• THE TASK
From the line that contains "Is any bottlebrush" through the closing line of the entries, write out each line exactly; pictures stay out.

+ + + +

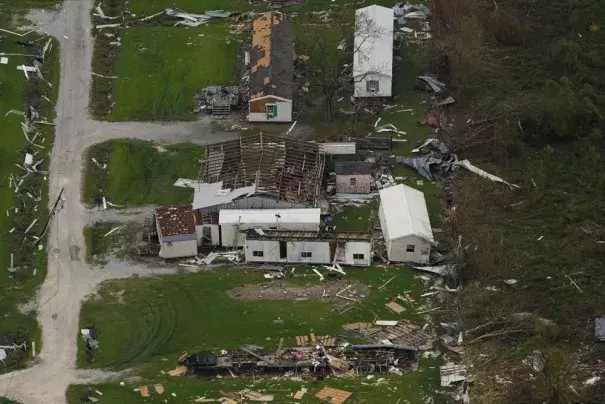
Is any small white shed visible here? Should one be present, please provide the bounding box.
[353,5,394,98]
[378,184,433,263]
[219,208,321,247]
[155,206,198,259]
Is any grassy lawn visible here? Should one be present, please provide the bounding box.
[82,140,204,206]
[77,266,427,369]
[109,24,236,121]
[331,204,375,233]
[0,0,60,371]
[72,266,447,402]
[83,222,145,265]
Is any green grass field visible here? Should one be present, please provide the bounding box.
[109,24,237,121]
[77,267,426,369]
[72,266,447,403]
[0,1,60,371]
[82,140,204,206]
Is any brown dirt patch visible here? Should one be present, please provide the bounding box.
[228,281,370,306]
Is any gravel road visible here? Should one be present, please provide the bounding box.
[0,2,236,402]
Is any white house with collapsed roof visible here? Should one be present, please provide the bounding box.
[353,5,394,98]
[245,230,372,267]
[378,184,434,263]
[220,209,321,247]
[155,206,198,259]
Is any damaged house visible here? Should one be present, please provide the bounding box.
[247,12,294,122]
[378,184,433,263]
[353,5,394,98]
[245,230,372,267]
[220,208,321,247]
[155,206,198,259]
[335,161,372,194]
[194,133,325,214]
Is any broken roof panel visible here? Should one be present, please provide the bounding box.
[249,12,294,100]
[199,133,325,206]
[155,206,196,237]
[219,208,321,225]
[596,318,605,342]
[192,182,256,210]
[379,184,433,242]
[246,230,371,242]
[335,161,372,175]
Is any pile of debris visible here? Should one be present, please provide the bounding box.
[394,2,432,42]
[193,86,243,114]
[398,138,519,188]
[163,9,233,27]
[80,327,100,363]
[169,319,434,380]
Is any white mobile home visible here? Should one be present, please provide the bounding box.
[245,231,372,267]
[219,209,321,247]
[378,184,434,263]
[353,5,394,98]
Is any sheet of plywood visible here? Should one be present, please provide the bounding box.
[293,390,305,399]
[168,365,187,376]
[315,387,352,404]
[138,386,149,397]
[154,384,165,394]
[386,301,406,313]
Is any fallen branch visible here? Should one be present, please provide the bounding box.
[92,72,118,79]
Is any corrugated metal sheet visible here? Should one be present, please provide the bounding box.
[219,208,321,225]
[379,184,433,242]
[318,142,356,155]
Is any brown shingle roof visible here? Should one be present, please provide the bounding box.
[155,206,195,237]
[249,12,293,100]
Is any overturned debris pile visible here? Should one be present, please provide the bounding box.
[398,139,519,188]
[164,9,233,27]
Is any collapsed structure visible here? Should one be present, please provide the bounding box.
[177,320,430,378]
[155,206,198,259]
[247,12,294,122]
[196,133,325,209]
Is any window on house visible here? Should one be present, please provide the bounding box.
[420,248,429,255]
[253,250,264,257]
[366,80,379,92]
[406,245,415,252]
[301,251,312,258]
[266,104,277,118]
[269,225,277,229]
[350,177,357,186]
[353,253,365,260]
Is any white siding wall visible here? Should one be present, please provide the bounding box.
[388,235,431,263]
[379,202,431,263]
[159,239,197,259]
[195,224,221,246]
[354,73,392,98]
[344,241,372,266]
[222,221,319,248]
[248,100,293,122]
[245,239,371,266]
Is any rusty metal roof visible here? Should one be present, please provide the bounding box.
[155,206,195,237]
[249,12,293,100]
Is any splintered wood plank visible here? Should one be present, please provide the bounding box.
[138,386,149,397]
[301,335,308,345]
[293,390,305,399]
[310,332,317,343]
[168,366,187,376]
[386,301,406,314]
[154,384,164,394]
[296,336,302,345]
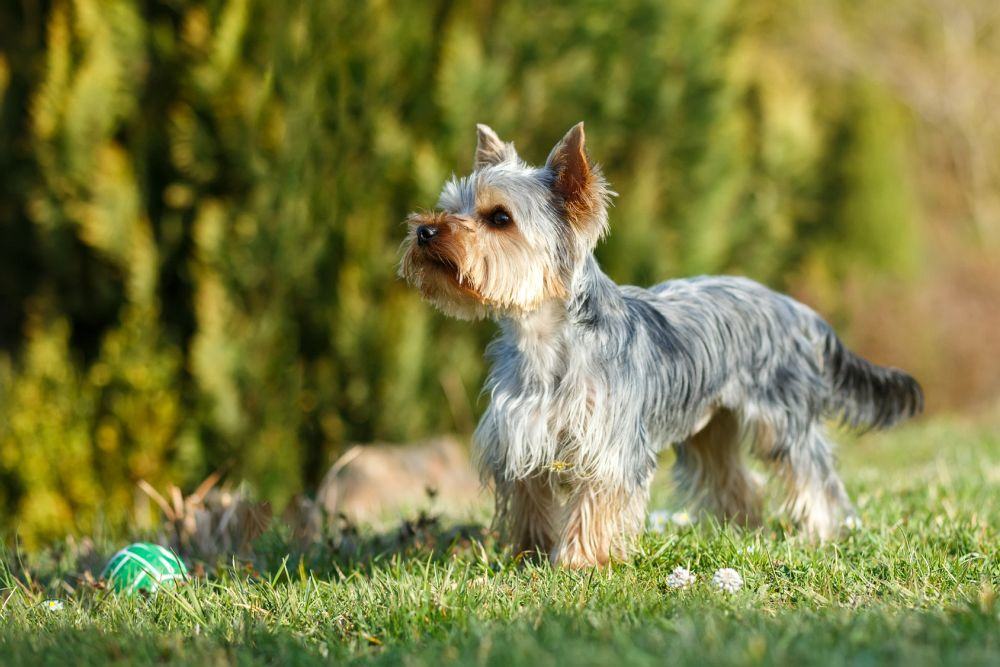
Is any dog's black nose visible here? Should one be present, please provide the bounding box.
[416,225,438,246]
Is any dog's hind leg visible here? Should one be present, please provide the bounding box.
[671,409,763,527]
[754,422,856,540]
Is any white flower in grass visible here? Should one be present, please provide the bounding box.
[647,509,671,533]
[648,509,695,533]
[42,599,64,612]
[843,515,863,531]
[666,566,697,590]
[711,568,743,593]
[670,511,694,527]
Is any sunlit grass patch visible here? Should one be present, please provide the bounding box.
[1,415,997,665]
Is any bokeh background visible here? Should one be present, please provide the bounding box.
[1,0,997,546]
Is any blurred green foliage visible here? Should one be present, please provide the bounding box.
[0,0,934,544]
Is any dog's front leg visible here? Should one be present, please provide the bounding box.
[496,475,558,559]
[549,481,648,568]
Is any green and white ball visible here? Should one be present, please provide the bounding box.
[102,542,188,594]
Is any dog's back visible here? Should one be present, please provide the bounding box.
[645,275,923,432]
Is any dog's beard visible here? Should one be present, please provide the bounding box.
[398,220,570,320]
[399,242,489,320]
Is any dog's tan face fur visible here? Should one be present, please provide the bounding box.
[399,124,609,320]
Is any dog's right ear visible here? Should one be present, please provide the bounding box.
[475,124,516,168]
[546,122,609,243]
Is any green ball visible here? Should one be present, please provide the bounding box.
[102,542,188,594]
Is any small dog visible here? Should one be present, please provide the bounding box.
[399,122,923,568]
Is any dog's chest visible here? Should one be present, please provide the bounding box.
[477,304,653,482]
[509,332,604,460]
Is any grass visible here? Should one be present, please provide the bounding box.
[1,414,998,666]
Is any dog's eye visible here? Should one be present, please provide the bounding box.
[486,207,513,228]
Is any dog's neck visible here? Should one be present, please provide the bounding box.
[499,256,622,379]
[501,299,568,378]
[566,254,622,324]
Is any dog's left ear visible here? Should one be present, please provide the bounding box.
[475,124,517,168]
[546,122,606,237]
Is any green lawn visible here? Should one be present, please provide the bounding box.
[2,415,998,666]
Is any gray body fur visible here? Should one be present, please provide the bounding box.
[476,254,922,547]
[477,256,921,490]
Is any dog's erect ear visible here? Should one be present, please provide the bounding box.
[475,124,515,168]
[546,122,606,235]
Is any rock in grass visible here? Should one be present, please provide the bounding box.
[101,542,188,594]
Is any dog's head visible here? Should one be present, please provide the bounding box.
[399,123,612,320]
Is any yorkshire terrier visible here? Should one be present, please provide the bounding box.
[399,122,923,568]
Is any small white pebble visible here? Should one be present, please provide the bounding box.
[666,566,697,590]
[711,568,743,593]
[647,509,671,533]
[42,599,64,612]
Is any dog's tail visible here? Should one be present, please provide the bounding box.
[822,331,924,430]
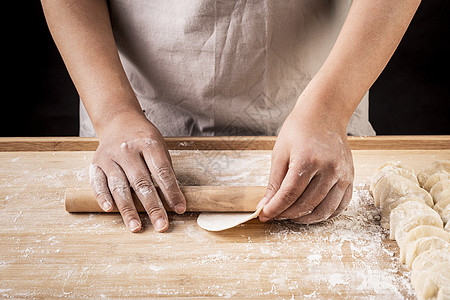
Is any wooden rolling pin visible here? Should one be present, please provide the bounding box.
[65,186,266,213]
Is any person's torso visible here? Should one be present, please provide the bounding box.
[80,0,375,137]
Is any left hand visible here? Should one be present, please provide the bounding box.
[257,105,354,224]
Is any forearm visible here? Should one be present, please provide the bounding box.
[41,0,143,136]
[294,0,421,130]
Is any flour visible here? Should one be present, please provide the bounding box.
[178,141,192,147]
[148,265,164,272]
[328,273,346,287]
[306,254,322,265]
[259,245,281,257]
[253,183,414,298]
[162,182,413,299]
[1,151,417,298]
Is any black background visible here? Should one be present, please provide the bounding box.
[3,1,449,137]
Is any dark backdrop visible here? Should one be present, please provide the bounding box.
[3,1,449,137]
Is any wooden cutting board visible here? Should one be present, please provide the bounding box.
[0,136,449,299]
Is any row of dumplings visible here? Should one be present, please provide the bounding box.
[370,160,450,300]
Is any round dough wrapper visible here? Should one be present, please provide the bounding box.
[437,286,450,300]
[405,236,449,269]
[399,225,450,262]
[390,201,440,240]
[431,179,450,197]
[434,198,450,224]
[430,180,450,203]
[424,172,449,192]
[417,160,450,187]
[377,161,409,170]
[411,248,450,271]
[373,174,431,208]
[394,213,443,244]
[411,263,450,300]
[434,188,450,206]
[197,206,263,232]
[441,211,449,225]
[380,197,425,229]
[369,162,417,195]
[382,193,433,211]
[446,221,450,233]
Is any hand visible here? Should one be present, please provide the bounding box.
[258,106,354,224]
[89,111,186,232]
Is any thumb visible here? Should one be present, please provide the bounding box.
[257,155,288,210]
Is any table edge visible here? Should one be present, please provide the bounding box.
[0,135,449,151]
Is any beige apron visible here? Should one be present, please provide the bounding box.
[80,0,376,137]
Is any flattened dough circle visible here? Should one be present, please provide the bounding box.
[197,206,264,232]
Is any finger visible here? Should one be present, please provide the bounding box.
[89,163,113,212]
[277,172,337,219]
[142,144,186,214]
[330,183,353,218]
[259,162,316,222]
[257,155,288,210]
[119,153,169,232]
[103,162,142,233]
[292,182,349,224]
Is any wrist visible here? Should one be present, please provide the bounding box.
[94,107,147,139]
[292,80,357,133]
[290,95,349,135]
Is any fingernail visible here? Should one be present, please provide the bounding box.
[174,204,186,214]
[102,201,112,211]
[129,219,141,232]
[154,218,167,231]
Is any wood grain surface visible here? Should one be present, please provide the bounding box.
[0,135,449,151]
[1,136,449,298]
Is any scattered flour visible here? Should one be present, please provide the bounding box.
[148,265,164,272]
[1,151,415,298]
[306,254,323,265]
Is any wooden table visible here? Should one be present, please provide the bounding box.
[1,136,449,299]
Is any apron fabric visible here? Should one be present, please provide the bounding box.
[80,0,376,137]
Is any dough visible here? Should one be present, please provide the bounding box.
[430,179,450,202]
[394,213,443,244]
[411,248,450,271]
[370,160,450,300]
[411,263,450,300]
[197,206,263,232]
[434,189,450,207]
[424,172,449,192]
[399,225,450,265]
[390,201,442,240]
[369,162,418,194]
[432,180,450,197]
[381,189,434,210]
[417,160,450,187]
[437,286,450,300]
[434,198,450,224]
[380,196,433,229]
[372,174,432,208]
[404,236,449,269]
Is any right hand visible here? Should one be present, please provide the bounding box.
[89,111,186,233]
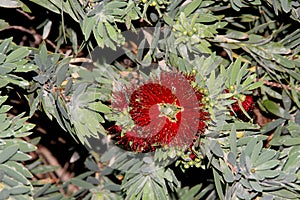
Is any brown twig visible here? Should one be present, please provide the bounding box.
[36,145,79,194]
[7,25,41,43]
[36,145,74,182]
[4,25,64,54]
[69,57,93,63]
[258,79,300,92]
[17,9,35,20]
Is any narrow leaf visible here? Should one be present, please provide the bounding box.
[0,145,19,164]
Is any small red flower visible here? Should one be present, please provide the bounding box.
[225,90,254,121]
[189,152,197,160]
[109,71,209,152]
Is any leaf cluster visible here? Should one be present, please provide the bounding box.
[0,0,299,200]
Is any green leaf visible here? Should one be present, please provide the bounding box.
[122,173,142,190]
[70,177,95,189]
[142,179,155,200]
[0,64,15,75]
[210,140,224,157]
[213,168,224,200]
[283,147,300,173]
[124,175,145,199]
[229,125,237,155]
[0,189,9,200]
[0,164,30,185]
[268,189,299,199]
[261,118,285,133]
[4,139,36,153]
[262,100,290,119]
[82,16,96,40]
[181,184,202,199]
[6,47,29,63]
[0,77,9,88]
[226,30,248,39]
[250,141,263,164]
[42,20,52,39]
[28,0,60,14]
[0,96,8,106]
[33,183,51,198]
[31,165,59,175]
[14,123,35,136]
[9,185,31,195]
[273,54,295,69]
[249,180,262,192]
[230,57,242,86]
[181,1,203,16]
[227,152,236,167]
[0,19,9,31]
[255,160,280,171]
[84,157,99,172]
[0,38,12,53]
[6,161,32,179]
[0,120,11,133]
[220,159,235,183]
[14,64,38,73]
[255,170,280,178]
[287,121,300,138]
[244,81,263,91]
[244,137,257,157]
[0,0,22,8]
[291,85,300,108]
[0,144,19,164]
[282,90,292,110]
[0,129,14,138]
[280,0,292,13]
[10,151,32,161]
[56,61,69,86]
[151,177,168,200]
[88,102,111,114]
[254,150,277,166]
[0,104,12,113]
[283,138,300,146]
[105,22,117,43]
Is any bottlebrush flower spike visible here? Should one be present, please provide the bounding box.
[108,70,209,152]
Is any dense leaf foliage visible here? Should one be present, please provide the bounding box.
[0,0,299,199]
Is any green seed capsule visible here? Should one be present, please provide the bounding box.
[184,164,190,169]
[150,1,157,6]
[239,94,246,102]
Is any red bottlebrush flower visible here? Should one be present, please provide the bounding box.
[225,90,254,121]
[231,95,254,121]
[189,152,197,160]
[109,71,209,152]
[107,125,122,135]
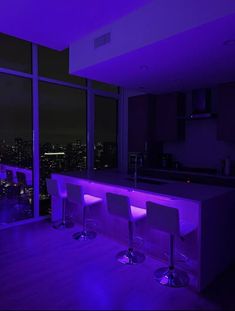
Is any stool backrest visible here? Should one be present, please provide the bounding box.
[106,192,131,220]
[16,172,26,186]
[146,201,180,236]
[6,170,13,183]
[66,183,84,206]
[46,178,60,198]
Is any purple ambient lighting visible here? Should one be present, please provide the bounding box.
[52,173,200,226]
[80,178,173,201]
[0,0,153,50]
[139,65,149,71]
[223,39,235,46]
[71,11,235,93]
[1,164,32,185]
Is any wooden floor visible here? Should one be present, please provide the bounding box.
[0,220,234,310]
[0,197,33,225]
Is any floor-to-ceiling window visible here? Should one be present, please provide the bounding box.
[0,74,32,168]
[92,80,119,94]
[0,34,33,224]
[0,33,120,223]
[94,95,118,169]
[39,82,87,215]
[38,46,87,216]
[0,33,32,73]
[38,46,86,85]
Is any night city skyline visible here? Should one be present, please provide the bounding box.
[0,135,117,215]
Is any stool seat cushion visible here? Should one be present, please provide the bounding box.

+ + + +

• FINISHED EXERCISE
Is any bottlebrush flower spike visible here? Should one be present, please provide the bounding box.
[108,70,209,152]
Is any dense leaf foliage visible here? Should one be present, please provide the bounding box.
[0,0,299,199]
Is any green seed capsule visible here? Should one be present, please provide the bounding box.
[184,164,190,169]
[150,1,157,6]
[239,94,246,102]
Is any red bottlebrush flower visible here? Should one be present, please provide the bounding box.
[225,90,254,121]
[231,95,254,121]
[189,152,197,160]
[109,71,209,152]
[107,125,122,135]
Is any stool backrest visible here? Should one be present, please provide the bounding box.
[106,192,131,220]
[16,172,26,186]
[146,201,180,236]
[6,170,13,183]
[66,183,84,206]
[46,178,60,198]
Is any purple ambient lighting visible here? Should one be present, please provide the bounding box.
[52,173,200,226]
[80,178,173,201]
[0,0,153,50]
[139,65,149,71]
[223,39,235,46]
[71,11,235,93]
[1,164,32,185]
Is any wooden floor visible here? Should one be present, please provide the bounding box.
[0,220,234,310]
[0,197,33,225]
Is any floor-to-ceiling window visible here? Should one be present, please provide the bounding box.
[0,74,32,168]
[92,80,119,94]
[0,34,33,224]
[0,33,120,223]
[94,95,118,169]
[39,82,87,215]
[38,46,87,216]
[0,33,32,73]
[38,46,86,85]
Is any night city skyline visible here? Should one be present, please provide the bounding box.
[0,135,117,215]
Is any stool seat cushion visible here? Should one be present, please provide the bounding box.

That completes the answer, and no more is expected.